### Te lezen fragment
::::

Raymond Mommens werd in Charleroi een gevierd scout, maar doorklieft het buitenland voortaan voor Anderlecht. ‘De Franse tweede klasse moet helemaal uitgekuist worden.’

Met 614 wedstrijden is Raymond Mommens nog altijd de officiële recordhouder van het aantal officiële wedstrijden in de eerste klasse, maar de reputatie die hij inmiddels als scout heeft opgebouwd, begint stilaan dezelfde allure te krijgen.

Je bent bij je afscheid van Charleroi met Mogi Bayat gaan eten en je hebt van hem een cadeau gekregen. Wat precies ?

Raymond Mommens : “Een heel mooie Rolex. Ik moet zeggen, dat heeft mij wel wat getoucheerd. Ik had mijn laatste anderhalve maand in prima omstandigheden afgewerkt en hij wou dat ik dinsdagmiddag naar het stadion kwam om met hem, zijn broer en Pierre-Yves(Hendrickx, nvdr), de secretaris, iets te gaan eten. De vier mensen die alle dagen samen op het bureau zaten. Dat vond ik wel fijn, net als wat hij op de site heeft geschreven over mij. Ondanks alles wat er rondom gebeurt, heb ik drie, vier jaar fantastisch samengewerkt met hem.”

Hoe was jullie relatie ?

“Dat klikte direct. Wij waren heel complementair. Qua persoonlijkheid, maar ook omdat we geen vijf woorden nodig hadden om elkaar te begrijpen. Hij had contacten in Frankrijk, want hij was de grote directeur van Sunnyland ginder, maar het sportieve, het gaan kijken, dat miste hij. Dus konden we samenwerken, want het was een puinhoop in Charleroi. We hingen constant aan de telefoon. Ik gaf mijn technische mening en hij deed de contracten.”

En zo is Théréau naar Charleroi gekomen.

Théréau heb ik voor het eerst gezien in Châtellerault.”

Dat ligt bij Bordeaux, op zes uur van Charleroi. Hoe kom je dáár terecht ? !

::::

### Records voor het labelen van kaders
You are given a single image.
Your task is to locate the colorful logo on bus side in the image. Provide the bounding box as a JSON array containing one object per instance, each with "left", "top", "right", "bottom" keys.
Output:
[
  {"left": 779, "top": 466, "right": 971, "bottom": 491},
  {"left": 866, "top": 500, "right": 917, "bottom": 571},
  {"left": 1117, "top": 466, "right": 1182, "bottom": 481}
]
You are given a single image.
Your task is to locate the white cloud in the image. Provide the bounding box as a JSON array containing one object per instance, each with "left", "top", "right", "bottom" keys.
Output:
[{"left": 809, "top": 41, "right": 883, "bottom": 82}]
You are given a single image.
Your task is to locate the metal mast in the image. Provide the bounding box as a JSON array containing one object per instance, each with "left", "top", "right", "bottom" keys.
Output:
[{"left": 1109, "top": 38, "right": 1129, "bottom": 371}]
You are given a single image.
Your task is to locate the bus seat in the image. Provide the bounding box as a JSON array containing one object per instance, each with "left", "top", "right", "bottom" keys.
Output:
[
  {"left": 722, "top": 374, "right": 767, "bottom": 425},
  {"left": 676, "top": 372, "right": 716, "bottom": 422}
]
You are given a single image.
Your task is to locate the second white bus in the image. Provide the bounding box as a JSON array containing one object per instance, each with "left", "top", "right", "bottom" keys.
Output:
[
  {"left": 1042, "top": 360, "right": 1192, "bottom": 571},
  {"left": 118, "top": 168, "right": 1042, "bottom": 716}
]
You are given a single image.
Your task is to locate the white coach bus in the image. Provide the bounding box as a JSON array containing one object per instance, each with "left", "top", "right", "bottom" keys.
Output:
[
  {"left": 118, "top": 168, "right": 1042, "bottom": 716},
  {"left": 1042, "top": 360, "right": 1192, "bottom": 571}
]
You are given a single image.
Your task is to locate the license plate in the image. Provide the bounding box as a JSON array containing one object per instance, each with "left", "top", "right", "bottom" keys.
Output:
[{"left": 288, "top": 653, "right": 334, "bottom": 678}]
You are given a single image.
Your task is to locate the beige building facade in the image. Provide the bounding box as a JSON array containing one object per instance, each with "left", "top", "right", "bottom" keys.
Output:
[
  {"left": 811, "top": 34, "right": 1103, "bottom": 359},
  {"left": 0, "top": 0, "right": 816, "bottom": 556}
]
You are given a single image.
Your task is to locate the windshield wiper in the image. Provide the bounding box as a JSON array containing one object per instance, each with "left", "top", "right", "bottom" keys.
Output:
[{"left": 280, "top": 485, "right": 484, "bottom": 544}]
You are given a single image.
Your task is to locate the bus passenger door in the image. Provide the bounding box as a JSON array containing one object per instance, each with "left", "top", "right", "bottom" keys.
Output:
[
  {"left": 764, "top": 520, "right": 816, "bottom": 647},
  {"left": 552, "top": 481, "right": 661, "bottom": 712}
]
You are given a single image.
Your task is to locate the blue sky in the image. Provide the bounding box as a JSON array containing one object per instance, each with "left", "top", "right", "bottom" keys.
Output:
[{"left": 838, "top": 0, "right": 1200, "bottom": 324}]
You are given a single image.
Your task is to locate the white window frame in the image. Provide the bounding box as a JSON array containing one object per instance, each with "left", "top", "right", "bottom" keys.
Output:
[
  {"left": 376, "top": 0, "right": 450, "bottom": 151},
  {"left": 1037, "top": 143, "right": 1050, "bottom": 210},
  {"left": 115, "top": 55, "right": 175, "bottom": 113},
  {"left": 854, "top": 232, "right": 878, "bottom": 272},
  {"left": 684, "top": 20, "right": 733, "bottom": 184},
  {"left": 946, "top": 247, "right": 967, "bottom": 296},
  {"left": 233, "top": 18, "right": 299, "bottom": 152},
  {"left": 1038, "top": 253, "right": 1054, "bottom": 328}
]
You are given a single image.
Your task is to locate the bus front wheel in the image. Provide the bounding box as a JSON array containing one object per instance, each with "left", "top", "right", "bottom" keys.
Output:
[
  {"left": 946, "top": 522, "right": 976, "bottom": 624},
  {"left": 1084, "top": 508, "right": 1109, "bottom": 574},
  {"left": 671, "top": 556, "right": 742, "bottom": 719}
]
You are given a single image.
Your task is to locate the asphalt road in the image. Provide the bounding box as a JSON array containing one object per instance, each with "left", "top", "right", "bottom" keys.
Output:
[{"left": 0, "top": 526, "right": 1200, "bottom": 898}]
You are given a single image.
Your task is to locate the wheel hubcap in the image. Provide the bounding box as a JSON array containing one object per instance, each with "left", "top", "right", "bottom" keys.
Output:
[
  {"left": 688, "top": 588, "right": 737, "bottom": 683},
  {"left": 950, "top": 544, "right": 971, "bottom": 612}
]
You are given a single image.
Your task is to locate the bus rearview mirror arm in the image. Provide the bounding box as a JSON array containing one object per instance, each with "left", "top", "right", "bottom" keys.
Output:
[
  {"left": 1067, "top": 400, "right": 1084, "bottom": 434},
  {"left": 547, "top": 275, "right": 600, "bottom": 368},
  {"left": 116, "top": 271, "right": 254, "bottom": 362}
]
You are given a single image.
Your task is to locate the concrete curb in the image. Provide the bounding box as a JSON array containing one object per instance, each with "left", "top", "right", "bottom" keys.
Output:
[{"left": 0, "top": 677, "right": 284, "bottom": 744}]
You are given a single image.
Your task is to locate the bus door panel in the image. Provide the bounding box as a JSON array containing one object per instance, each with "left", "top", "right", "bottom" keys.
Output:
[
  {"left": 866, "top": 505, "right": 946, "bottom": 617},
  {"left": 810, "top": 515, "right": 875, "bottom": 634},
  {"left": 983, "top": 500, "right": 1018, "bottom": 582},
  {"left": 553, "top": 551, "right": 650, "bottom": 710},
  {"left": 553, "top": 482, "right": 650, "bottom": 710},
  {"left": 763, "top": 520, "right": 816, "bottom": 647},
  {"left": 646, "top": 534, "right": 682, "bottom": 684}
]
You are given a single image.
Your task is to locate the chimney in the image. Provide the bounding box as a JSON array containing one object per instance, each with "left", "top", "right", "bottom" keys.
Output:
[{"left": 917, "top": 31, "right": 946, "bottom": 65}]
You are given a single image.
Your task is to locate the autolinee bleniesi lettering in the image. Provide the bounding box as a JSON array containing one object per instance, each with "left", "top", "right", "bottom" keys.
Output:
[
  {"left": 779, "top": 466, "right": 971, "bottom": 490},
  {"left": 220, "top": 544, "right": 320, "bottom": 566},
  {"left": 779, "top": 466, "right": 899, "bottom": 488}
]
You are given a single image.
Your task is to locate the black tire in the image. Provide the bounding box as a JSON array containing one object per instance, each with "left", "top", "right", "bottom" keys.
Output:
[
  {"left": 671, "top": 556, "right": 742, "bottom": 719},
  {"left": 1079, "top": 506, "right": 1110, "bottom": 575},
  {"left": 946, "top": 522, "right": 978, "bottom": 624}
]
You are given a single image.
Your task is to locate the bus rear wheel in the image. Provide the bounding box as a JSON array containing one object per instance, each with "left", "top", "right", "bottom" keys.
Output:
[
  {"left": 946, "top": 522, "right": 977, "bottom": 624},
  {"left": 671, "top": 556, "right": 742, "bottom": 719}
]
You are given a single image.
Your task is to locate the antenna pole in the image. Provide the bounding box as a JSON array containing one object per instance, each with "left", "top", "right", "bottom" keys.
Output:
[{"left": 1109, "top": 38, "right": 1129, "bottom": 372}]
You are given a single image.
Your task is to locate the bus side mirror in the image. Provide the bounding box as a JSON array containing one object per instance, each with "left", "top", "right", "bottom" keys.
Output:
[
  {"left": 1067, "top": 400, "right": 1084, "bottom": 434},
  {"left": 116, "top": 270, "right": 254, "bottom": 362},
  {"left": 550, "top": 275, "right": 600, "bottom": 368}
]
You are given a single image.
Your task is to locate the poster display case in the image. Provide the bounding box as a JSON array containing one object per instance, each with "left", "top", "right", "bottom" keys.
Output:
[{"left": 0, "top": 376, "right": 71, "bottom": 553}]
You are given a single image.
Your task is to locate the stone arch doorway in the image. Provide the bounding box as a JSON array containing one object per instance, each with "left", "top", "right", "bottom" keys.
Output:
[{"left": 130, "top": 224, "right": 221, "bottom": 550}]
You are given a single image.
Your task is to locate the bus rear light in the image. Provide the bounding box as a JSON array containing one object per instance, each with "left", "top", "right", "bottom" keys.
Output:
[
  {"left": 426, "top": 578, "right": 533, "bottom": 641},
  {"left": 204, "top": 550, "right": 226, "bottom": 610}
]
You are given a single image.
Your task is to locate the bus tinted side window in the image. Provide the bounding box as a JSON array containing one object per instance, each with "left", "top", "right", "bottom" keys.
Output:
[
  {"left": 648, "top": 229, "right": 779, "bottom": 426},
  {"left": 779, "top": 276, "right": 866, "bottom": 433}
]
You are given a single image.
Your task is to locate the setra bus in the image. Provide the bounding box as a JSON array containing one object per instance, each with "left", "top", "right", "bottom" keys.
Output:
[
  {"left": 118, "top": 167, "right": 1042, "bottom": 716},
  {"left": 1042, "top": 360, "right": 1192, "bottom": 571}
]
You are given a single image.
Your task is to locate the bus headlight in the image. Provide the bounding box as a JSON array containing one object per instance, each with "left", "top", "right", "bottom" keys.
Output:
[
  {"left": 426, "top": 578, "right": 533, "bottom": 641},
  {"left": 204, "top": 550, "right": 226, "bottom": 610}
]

::::

### Opdrachten
[1] Geef voor elke bewering aan of ze klopt met het interview met Raymond Mommens, en citeer letterlijk de woorden uit de tekst die de doorslag geven: (a) Mommens kreeg bij zijn afscheid van Charleroi een Rolex. (b) Mommens zag Théréau voor het eerst in Bordeaux. (c) Mommens regelde de contracten.
[2] Vertaal deze zin uit het interview met Raymond Mommens in het Engels: "Dus konden we samenwerken, want het was een puinhoop in Charleroi."
[3] Herhaal letterlijk het stuk uit het interview met Raymond Mommens van "Je bent bij" tot "jullie relatie ?".

### Antwoorden per opdracht
[1]
(a) Ja: "Een heel mooie Rolex."
(b) Nee: "Théréau heb ik voor het eerst gezien in Châtellerault."
(c) Nee: "Ik gaf mijn technische mening en hij deed de contracten."

[2] So we were able to work together, because it was a mess in Charleroi.

[3]
Je bent bij je afscheid van Charleroi met Mogi Bayat gaan eten en je hebt van hem een cadeau gekregen. Wat precies ?

Raymond Mommens : “Een heel mooie Rolex. Ik moet zeggen, dat heeft mij wel wat getoucheerd. Ik had mijn laatste anderhalve maand in prima omstandigheden afgewerkt en hij wou dat ik dinsdagmiddag naar het stadion kwam om met hem, zijn broer en Pierre-Yves(Hendrickx, nvdr), de secretaris, iets te gaan eten. De vier mensen die alle dagen samen op het bureau zaten. Dat vond ik wel fijn, net als wat hij op de site heeft geschreven over mij. Ondanks alles wat er rondom gebeurt, heb ik drie, vier jaar fantastisch samengewerkt met hem.”

Hoe was jullie relatie ?